EXTRACTED MATERIAL:
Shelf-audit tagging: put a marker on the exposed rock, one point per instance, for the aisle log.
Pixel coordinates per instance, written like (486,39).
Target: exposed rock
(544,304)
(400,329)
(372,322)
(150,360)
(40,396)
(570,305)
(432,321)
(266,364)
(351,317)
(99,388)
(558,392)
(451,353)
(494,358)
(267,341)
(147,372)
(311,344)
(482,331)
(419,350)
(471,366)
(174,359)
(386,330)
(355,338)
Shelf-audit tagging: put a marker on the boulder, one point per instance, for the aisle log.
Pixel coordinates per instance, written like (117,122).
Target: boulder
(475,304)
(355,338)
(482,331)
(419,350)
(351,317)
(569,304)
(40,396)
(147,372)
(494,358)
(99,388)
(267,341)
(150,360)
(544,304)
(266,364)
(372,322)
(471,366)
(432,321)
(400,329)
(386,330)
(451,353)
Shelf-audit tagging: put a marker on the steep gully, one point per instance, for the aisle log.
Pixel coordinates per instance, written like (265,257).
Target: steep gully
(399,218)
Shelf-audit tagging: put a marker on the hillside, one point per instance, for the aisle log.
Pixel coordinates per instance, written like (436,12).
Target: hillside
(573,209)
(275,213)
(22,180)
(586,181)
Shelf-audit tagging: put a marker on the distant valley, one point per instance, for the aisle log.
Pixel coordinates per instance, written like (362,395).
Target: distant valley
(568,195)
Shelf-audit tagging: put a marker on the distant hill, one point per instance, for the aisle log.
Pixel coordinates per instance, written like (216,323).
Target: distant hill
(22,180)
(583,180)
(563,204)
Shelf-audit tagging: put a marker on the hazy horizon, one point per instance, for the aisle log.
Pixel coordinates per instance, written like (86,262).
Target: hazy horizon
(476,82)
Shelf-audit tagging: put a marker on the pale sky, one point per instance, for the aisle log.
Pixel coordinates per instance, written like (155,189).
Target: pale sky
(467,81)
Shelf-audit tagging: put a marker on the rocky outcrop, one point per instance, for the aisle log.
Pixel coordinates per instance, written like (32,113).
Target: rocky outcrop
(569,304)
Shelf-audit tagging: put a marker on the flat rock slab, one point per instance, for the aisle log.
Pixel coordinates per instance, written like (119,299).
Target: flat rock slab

EXERCISE: Render all of the material above as a numbered list with one line per entry, leaving out any blank lines.

REPLY TO THE EXERCISE:
1. Shelf-audit tagging: put a marker on the exposed rock, one point per instance, for the aisle log.
2. Pixel coordinates per instance, written like (486,39).
3. Target: exposed rock
4. (544,304)
5. (400,329)
6. (372,322)
7. (150,360)
8. (40,396)
9. (570,305)
10. (432,321)
11. (266,364)
12. (351,317)
13. (99,388)
14. (558,392)
15. (451,353)
16. (494,358)
17. (267,341)
18. (147,372)
19. (311,344)
20. (482,331)
21. (419,350)
22. (471,366)
23. (174,359)
24. (386,330)
25. (355,338)
26. Shelf-audit tagging: put a marker on the boulder, one point per instance, for the aisle log.
27. Pixel coordinates per instance, written like (117,122).
28. Target: boulder
29. (475,304)
30. (355,338)
31. (482,331)
32. (419,350)
33. (351,317)
34. (569,304)
35. (40,396)
36. (147,372)
37. (494,358)
38. (99,388)
39. (267,341)
40. (150,360)
41. (544,304)
42. (266,364)
43. (372,322)
44. (471,366)
45. (432,321)
46. (400,329)
47. (386,330)
48. (451,353)
49. Shelf-audit tagging: put a marker on the steep gully, one point per instance, for the aisle log.
50. Pixel coordinates per instance, written like (265,257).
51. Target: steep gully
52. (399,218)
53. Shelf-audit tagging: put a marker on the hillside, one point per instance, for the aisle log.
54. Pixel coordinates per instance, written like (436,12).
55. Target: hillside
56. (573,209)
57. (275,213)
58. (22,180)
59. (586,181)
60. Shelf-audit tagging: put a marker on the distant valley, one point per instance, for the aisle log.
61. Pixel coordinates per instance, written like (362,395).
62. Target: distant valley
63. (568,195)
64. Shelf-audit tagging: put a marker on the distant hill, one point per instance, for the aisle log.
65. Pixel coordinates per instance, written like (216,323).
66. Target: distant hill
67. (22,180)
68. (583,180)
69. (563,204)
70. Shelf-audit tagging: put a marker on the hazy horizon, one point per instance, for the aisle log.
71. Pixel coordinates per instance, written like (86,262).
72. Target: hazy horizon
73. (476,82)
74. Shelf-audit tagging: put a marker on the pale sky, one point per instance, for the aisle log.
75. Pixel coordinates per instance, written like (155,189).
76. Target: pale sky
77. (467,81)
78. Shelf-audit tagging: put a marker on the rocky outcrop, one point per instance, for the aisle log.
79. Pixel coordinates per instance, written like (32,113).
80. Target: rocky outcrop
81. (569,304)
82. Shelf-audit tagging: put a marker on the flat rock slab, one point per instance, for the aisle log.
83. Pixel coordinates per instance, written like (119,299).
84. Target: flat rock slab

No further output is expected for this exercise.